Task: Render the lines of the listing below as a JSON list of strings, one string per line, starting at the line containing "Locate the street" and ending at the line containing "1;148;157;259", both included. Skip any blank lines, and leave the pictures out of your answer.

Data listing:
════════════════════
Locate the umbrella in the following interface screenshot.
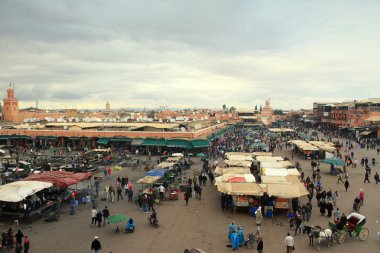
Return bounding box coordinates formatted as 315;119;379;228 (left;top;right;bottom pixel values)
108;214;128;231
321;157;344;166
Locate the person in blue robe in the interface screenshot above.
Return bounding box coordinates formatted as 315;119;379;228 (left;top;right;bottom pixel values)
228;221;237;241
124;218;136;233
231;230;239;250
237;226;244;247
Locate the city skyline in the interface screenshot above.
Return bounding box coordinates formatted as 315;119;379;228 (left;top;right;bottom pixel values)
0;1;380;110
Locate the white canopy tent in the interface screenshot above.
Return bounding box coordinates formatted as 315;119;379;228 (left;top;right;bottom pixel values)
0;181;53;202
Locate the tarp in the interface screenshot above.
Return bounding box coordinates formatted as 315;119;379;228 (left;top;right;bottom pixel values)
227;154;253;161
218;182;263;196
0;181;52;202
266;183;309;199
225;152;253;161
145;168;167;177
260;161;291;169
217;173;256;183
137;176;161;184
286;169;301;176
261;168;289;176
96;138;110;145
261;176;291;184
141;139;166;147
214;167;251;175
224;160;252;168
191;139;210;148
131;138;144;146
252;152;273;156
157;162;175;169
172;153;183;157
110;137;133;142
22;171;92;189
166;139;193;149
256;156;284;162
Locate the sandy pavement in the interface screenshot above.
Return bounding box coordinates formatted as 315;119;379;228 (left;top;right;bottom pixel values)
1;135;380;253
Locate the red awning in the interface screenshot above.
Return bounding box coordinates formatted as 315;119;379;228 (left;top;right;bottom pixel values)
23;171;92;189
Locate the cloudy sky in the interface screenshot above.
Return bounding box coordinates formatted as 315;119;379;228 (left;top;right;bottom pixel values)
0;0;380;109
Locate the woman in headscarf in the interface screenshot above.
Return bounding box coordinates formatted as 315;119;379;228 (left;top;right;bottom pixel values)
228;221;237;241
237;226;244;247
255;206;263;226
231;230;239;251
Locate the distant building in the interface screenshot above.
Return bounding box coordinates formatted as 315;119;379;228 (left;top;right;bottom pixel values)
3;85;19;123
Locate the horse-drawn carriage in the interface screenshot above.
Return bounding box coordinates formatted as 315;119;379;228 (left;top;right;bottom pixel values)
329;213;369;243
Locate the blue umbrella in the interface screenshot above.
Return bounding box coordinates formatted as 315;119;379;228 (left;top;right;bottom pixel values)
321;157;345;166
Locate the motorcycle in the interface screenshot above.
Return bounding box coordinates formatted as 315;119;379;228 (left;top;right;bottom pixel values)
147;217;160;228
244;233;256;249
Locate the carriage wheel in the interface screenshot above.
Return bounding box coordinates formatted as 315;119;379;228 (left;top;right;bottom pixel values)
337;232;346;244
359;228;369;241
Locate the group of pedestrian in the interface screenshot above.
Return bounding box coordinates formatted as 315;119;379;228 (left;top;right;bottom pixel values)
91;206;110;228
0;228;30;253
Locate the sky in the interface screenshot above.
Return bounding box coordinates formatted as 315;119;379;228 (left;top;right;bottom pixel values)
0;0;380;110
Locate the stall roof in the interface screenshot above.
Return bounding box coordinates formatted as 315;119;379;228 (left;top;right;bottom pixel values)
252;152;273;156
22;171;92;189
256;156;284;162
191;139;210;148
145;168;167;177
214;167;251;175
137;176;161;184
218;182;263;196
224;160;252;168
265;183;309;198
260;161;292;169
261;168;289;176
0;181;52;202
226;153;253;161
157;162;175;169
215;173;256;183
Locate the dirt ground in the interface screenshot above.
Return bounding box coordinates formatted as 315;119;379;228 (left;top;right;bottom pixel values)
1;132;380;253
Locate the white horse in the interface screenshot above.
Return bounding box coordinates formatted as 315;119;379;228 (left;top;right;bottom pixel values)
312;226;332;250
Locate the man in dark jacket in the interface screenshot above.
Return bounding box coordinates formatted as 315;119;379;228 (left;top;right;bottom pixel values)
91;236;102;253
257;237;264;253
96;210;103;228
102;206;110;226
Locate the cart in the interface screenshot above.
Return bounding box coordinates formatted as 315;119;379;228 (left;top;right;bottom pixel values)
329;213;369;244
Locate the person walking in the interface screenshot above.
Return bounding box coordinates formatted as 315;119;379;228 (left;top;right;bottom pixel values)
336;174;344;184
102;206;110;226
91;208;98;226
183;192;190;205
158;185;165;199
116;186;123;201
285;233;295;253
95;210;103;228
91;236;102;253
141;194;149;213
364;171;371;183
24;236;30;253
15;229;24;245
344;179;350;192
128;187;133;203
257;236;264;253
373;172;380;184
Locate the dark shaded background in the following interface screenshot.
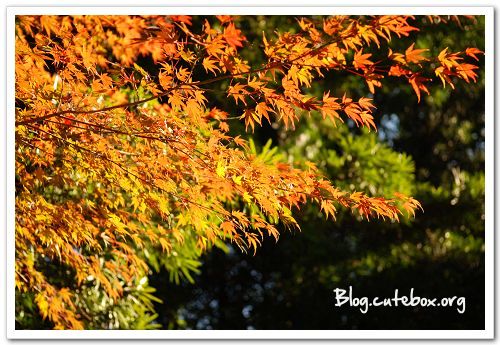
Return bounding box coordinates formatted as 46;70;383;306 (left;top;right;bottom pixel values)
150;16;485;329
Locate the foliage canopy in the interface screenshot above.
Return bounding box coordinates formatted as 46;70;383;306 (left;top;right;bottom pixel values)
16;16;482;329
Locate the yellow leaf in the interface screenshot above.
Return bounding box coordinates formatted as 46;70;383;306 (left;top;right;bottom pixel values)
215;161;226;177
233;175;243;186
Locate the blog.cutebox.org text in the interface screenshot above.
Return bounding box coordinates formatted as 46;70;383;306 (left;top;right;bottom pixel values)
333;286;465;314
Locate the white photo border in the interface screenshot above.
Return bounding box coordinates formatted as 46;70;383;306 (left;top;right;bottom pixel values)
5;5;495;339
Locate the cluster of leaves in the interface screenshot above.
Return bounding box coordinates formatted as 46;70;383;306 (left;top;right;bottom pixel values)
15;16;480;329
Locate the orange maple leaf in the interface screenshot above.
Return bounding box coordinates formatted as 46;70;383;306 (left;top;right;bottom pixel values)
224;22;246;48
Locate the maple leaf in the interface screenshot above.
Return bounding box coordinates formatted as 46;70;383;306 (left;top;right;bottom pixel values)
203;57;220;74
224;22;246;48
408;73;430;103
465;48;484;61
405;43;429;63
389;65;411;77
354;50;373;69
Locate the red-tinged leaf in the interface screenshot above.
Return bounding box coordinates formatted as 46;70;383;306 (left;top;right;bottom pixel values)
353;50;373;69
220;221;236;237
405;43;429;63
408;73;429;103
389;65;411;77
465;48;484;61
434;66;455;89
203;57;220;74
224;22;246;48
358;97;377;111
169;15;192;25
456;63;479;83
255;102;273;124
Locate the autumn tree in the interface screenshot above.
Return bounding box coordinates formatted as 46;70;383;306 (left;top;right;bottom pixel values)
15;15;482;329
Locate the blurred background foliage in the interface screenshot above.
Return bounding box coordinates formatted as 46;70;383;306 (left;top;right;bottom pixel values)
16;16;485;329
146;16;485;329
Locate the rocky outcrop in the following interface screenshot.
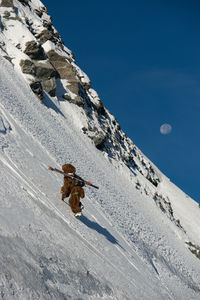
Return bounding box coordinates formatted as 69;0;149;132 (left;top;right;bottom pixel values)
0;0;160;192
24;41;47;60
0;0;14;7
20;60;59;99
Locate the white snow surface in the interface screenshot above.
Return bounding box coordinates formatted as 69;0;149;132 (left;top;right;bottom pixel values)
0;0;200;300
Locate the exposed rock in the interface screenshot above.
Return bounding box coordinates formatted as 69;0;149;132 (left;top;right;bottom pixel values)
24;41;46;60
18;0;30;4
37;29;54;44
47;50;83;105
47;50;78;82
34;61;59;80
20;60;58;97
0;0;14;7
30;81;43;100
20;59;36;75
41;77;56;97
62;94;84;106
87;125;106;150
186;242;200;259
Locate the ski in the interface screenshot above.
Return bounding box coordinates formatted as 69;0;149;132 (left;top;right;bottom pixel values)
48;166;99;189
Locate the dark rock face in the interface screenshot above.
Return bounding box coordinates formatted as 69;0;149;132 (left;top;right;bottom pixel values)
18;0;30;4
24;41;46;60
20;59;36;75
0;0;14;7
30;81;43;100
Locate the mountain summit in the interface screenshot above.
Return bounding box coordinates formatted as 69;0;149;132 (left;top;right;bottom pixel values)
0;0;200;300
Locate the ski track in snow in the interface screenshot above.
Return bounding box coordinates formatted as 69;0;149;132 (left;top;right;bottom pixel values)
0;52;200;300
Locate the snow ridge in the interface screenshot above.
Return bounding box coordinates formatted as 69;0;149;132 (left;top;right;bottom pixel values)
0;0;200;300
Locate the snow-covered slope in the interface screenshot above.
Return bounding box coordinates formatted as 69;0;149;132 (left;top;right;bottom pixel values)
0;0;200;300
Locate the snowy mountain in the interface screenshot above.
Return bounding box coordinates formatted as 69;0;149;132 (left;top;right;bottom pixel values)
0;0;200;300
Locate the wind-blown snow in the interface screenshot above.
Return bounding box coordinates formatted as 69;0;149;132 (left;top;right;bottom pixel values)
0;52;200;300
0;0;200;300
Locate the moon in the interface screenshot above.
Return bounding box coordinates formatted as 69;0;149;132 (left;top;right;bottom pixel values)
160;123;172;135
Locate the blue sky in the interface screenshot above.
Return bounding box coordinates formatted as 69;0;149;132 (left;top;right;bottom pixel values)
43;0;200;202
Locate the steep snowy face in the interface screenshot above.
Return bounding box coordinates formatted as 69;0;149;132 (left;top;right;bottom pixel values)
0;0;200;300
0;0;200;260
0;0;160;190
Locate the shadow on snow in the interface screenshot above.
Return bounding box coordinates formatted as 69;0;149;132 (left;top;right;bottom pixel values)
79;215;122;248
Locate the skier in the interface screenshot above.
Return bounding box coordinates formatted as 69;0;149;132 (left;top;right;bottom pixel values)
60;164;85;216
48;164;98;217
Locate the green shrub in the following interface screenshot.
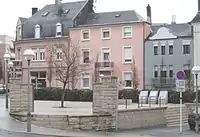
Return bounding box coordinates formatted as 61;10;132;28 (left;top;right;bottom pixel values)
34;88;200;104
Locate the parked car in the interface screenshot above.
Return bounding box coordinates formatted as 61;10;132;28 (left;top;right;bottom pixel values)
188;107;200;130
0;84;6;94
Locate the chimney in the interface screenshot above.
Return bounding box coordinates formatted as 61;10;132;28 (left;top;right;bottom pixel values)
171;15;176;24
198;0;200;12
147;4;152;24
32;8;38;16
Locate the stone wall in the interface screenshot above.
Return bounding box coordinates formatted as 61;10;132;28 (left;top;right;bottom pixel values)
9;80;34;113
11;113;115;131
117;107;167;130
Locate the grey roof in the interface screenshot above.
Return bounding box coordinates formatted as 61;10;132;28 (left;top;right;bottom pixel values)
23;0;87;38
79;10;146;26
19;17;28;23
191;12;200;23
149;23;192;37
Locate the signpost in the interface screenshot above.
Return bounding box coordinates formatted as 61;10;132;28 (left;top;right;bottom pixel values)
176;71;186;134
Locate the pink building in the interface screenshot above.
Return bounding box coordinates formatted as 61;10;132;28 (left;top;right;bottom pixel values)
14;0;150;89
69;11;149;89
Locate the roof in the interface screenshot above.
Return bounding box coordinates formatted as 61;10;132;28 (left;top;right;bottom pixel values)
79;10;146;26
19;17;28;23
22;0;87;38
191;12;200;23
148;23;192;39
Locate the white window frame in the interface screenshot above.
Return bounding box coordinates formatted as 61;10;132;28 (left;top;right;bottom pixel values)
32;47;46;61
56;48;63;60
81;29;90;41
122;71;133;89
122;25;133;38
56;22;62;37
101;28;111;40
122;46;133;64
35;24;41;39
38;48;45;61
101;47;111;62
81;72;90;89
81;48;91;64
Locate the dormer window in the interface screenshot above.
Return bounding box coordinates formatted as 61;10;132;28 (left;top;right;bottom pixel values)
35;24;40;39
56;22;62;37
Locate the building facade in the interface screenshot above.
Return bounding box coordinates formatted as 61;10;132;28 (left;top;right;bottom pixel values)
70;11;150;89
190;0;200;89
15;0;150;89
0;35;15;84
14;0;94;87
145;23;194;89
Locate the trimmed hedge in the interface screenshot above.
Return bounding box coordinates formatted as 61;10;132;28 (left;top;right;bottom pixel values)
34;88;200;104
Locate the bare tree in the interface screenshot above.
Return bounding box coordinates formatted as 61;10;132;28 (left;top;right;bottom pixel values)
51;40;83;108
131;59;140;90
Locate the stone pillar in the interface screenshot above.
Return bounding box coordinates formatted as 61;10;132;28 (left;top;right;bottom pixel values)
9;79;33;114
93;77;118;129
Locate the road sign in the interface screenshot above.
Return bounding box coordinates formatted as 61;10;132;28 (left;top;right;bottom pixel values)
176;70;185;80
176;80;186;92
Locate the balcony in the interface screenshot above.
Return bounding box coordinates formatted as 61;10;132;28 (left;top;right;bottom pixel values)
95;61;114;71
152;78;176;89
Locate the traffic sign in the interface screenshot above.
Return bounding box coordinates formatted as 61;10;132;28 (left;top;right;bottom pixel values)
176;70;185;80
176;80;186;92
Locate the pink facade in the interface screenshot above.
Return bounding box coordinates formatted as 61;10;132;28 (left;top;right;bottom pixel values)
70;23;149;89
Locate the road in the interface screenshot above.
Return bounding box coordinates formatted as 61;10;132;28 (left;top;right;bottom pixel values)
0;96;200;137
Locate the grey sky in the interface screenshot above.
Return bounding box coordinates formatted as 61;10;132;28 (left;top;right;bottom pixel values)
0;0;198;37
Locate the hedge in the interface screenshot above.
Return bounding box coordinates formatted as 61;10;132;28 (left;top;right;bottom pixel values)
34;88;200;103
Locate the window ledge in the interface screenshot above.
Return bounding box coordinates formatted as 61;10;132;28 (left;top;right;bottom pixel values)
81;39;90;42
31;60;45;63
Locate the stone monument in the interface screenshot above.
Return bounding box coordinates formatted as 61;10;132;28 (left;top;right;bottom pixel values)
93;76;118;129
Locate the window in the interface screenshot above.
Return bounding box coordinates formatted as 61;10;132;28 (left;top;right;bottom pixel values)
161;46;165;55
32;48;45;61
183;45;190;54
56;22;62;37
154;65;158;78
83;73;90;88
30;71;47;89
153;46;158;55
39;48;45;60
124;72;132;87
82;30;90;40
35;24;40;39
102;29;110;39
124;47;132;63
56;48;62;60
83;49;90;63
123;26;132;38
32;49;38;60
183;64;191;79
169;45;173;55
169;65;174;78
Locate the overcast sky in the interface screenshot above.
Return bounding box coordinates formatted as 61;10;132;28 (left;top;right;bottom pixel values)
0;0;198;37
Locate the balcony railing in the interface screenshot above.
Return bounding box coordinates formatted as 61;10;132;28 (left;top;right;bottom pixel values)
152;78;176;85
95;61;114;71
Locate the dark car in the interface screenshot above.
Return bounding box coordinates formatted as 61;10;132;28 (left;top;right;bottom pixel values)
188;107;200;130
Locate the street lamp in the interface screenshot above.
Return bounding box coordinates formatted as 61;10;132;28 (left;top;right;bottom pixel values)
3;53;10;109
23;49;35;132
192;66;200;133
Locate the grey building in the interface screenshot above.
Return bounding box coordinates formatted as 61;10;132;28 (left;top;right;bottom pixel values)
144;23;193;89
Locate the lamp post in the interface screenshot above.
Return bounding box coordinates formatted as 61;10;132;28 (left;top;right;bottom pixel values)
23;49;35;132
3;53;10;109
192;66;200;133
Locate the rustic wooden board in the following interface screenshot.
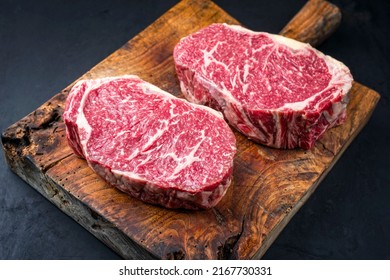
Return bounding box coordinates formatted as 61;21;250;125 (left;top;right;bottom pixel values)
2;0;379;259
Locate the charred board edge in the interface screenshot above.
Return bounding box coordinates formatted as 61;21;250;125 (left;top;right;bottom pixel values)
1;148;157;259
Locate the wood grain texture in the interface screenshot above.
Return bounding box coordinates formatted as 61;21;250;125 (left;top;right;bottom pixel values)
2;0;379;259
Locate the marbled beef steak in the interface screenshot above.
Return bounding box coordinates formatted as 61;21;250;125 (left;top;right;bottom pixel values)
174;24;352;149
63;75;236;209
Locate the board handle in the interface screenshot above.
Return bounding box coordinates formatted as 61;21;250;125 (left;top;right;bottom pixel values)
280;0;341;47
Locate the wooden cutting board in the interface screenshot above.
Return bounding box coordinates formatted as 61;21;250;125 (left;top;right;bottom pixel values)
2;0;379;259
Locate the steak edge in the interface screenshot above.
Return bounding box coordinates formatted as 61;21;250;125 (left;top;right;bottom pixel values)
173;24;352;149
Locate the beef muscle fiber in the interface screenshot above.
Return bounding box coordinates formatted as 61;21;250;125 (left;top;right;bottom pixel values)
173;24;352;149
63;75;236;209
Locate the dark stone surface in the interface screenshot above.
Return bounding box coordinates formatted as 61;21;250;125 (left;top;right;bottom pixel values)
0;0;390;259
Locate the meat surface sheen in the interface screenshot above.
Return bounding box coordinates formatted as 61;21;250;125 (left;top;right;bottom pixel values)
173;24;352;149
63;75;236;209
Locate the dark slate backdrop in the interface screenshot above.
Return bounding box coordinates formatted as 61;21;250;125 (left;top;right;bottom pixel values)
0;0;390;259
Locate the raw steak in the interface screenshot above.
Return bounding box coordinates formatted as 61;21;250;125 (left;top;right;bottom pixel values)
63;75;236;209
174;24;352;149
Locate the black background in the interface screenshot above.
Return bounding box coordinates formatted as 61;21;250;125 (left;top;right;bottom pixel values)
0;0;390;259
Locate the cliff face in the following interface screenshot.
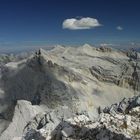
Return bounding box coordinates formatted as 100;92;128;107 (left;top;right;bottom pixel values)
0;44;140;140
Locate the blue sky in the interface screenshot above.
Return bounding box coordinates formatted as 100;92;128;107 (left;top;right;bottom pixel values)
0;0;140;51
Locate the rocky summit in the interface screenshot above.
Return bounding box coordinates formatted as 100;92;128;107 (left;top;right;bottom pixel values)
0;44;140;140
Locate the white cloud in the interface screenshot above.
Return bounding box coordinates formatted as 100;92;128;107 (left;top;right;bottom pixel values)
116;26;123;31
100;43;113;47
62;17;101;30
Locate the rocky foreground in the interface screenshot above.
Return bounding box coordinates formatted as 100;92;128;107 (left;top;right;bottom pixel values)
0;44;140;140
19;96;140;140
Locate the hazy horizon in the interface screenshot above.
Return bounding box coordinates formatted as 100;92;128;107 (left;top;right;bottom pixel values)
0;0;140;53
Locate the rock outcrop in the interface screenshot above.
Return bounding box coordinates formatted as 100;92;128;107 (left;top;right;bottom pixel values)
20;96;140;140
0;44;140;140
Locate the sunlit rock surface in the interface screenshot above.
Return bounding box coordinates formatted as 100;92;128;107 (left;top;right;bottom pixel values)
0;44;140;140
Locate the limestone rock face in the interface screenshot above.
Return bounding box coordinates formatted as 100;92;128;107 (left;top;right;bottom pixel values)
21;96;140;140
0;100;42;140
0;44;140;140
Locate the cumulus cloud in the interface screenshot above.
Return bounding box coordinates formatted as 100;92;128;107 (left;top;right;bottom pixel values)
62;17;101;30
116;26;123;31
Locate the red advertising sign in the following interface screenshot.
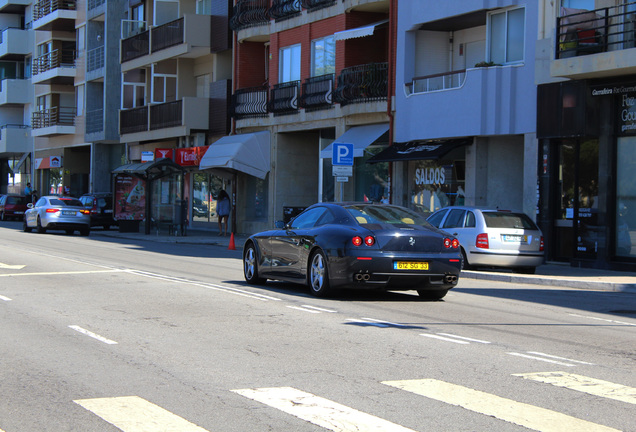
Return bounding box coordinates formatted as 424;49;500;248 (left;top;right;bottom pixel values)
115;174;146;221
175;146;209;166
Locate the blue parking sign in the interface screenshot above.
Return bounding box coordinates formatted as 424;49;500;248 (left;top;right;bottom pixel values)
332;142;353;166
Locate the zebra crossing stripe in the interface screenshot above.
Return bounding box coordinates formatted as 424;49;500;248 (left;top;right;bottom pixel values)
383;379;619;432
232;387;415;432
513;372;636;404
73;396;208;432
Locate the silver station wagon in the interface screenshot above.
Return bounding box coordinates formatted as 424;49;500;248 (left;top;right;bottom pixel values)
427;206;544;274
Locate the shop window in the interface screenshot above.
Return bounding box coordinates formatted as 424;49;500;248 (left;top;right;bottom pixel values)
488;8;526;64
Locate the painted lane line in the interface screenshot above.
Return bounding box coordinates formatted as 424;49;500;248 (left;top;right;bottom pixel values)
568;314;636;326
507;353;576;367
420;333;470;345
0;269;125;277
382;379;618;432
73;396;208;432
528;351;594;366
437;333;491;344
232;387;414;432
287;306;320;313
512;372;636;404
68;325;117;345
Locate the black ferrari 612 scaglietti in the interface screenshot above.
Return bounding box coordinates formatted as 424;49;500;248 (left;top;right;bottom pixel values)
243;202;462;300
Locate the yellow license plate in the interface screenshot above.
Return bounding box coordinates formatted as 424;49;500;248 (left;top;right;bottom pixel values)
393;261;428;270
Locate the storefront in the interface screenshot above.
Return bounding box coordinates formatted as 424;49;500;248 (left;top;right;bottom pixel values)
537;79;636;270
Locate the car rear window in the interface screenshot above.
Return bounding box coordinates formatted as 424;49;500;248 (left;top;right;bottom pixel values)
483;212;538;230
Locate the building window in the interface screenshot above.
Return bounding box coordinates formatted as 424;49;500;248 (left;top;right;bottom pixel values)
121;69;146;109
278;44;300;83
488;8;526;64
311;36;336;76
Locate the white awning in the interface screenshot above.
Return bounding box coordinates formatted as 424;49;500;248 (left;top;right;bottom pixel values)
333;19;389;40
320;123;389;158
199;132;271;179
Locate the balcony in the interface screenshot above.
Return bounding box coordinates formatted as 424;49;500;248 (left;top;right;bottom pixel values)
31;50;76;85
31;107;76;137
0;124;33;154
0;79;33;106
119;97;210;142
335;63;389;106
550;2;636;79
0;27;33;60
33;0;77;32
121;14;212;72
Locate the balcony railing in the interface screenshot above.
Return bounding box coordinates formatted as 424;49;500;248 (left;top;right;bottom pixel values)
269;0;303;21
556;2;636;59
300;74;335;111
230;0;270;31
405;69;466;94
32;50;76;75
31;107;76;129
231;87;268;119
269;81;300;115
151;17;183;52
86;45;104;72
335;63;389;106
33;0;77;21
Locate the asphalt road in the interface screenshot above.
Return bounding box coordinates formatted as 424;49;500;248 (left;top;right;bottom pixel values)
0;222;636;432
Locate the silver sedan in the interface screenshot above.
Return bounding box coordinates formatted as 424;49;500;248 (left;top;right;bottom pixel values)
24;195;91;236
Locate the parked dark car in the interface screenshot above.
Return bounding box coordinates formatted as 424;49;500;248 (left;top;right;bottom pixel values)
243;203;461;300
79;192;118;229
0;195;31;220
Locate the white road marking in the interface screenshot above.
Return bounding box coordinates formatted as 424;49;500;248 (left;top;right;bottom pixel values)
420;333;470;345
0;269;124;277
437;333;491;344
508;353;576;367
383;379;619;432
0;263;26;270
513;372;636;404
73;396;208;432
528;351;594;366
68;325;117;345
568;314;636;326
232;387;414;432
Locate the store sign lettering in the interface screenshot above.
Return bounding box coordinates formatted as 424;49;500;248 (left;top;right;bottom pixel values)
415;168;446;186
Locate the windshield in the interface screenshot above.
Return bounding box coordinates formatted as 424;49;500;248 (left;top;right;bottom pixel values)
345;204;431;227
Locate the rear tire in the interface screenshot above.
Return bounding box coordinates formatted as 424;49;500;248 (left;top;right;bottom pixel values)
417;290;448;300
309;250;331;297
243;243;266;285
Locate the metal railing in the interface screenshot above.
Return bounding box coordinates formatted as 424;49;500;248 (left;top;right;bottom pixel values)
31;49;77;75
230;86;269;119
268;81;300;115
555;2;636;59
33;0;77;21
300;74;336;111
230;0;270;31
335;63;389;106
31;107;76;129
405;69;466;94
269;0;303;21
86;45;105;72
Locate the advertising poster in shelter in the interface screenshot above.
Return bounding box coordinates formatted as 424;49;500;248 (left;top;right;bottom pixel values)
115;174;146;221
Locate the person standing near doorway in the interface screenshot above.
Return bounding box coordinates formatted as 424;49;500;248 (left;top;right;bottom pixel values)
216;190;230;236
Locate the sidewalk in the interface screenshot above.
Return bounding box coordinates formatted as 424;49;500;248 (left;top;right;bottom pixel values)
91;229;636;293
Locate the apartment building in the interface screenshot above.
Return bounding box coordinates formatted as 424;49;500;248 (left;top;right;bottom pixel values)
════════════════════
Task response:
[
  "Locate the street lamp in the interface screenshot above.",
  "Return bounding box coordinates formatted as 61;10;132;28 (left;top;right;bottom pixel values)",
  "3;53;10;109",
  "23;49;35;132",
  "192;66;200;133",
  "Locate the grey building in the interface screenshot above.",
  "Return bounding box coordinates formatted as 61;10;132;28 (left;top;right;bottom pixel values)",
  "144;23;193;89",
  "Locate the lamp post in the interface screenshot above.",
  "Return bounding box coordinates formatted as 61;10;132;28 (left;top;right;bottom pixel values)",
  "23;49;35;132",
  "3;53;10;109",
  "192;66;200;133",
  "Locate the rustic wooden board in the following interface screenshot.",
  "Return bounding box coordinates formatted as 61;21;250;125 (left;top;right;bottom pixel values)",
  "2;0;379;259",
  "Locate the charred board edge in the interface screenshot above.",
  "Return bounding box coordinates formatted as 61;21;250;125 (left;top;right;bottom pixel values)",
  "1;148;157;259"
]